▸ ACTION ITEM: Write the records out again, keeping each line exactly as it is.

>>>

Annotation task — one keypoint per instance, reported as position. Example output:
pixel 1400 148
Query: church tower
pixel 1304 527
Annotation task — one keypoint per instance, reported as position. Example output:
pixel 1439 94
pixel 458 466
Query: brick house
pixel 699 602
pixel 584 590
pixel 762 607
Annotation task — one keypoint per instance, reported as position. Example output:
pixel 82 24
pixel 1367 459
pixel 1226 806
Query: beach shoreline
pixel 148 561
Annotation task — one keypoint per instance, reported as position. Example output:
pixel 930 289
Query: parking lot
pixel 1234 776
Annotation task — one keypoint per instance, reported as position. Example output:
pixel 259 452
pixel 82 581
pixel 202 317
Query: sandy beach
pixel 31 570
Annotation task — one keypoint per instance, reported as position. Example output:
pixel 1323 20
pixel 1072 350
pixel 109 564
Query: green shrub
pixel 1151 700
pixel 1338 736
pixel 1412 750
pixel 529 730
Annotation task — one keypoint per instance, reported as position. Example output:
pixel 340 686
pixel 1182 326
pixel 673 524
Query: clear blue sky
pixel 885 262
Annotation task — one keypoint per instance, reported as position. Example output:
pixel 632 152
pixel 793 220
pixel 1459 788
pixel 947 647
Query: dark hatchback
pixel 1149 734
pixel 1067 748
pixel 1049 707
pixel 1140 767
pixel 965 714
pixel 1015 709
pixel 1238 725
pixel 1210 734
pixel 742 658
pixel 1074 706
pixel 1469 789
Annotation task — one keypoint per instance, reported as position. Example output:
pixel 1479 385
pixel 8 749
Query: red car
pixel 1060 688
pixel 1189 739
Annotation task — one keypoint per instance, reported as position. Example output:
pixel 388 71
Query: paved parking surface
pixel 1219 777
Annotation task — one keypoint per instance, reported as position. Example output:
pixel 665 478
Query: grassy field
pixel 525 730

<<<

▸ RESPONSE BOX:
Annotation task — one keypoint per instance, reported as position. Example output:
pixel 1400 148
Query: church tower
pixel 1304 527
Annotation task — one keypoint per instance, reported as position. Example output:
pixel 1439 94
pixel 458 466
Query: brick house
pixel 699 602
pixel 584 590
pixel 762 607
Annotation task — one keypoint per instance, reported as position. Example output:
pixel 82 24
pixel 1367 459
pixel 1226 806
Query: beach shoreline
pixel 148 561
Annotation task — one keypoint per instance, reported as position. Example output:
pixel 930 289
Query: parking lot
pixel 1234 776
Annotation task — one keypoint per instance, reported as position. Example output:
pixel 259 452
pixel 82 581
pixel 202 317
Query: sandy beach
pixel 31 570
Annotation task — one keypoint per instance, reported as position. Example output:
pixel 1323 20
pixel 1072 350
pixel 109 564
Query: green shrub
pixel 1151 700
pixel 1338 736
pixel 1412 750
pixel 529 730
Annotation task — one keypoint per instance, reported as position. Example output:
pixel 340 686
pixel 1182 326
pixel 673 524
Query: clear blue sky
pixel 885 262
Annotation task — one keypoint per instance, reported as position. Example output:
pixel 632 152
pixel 793 220
pixel 1459 788
pixel 947 647
Query: dark hatchback
pixel 1149 734
pixel 1067 748
pixel 1049 707
pixel 1140 767
pixel 965 714
pixel 1015 709
pixel 1238 725
pixel 1210 734
pixel 742 658
pixel 1074 706
pixel 1469 789
Annotation task — one keypoint per instance, reported as position. Example output:
pixel 1479 385
pixel 8 749
Query: red car
pixel 1060 688
pixel 1189 739
Annotation task — one keypoint per instance, reported as position. Example output:
pixel 388 71
Query: paved parking surface
pixel 1219 777
Annotation task — one keypoint per instance, reported as position. Example output:
pixel 665 478
Query: grassy field
pixel 525 730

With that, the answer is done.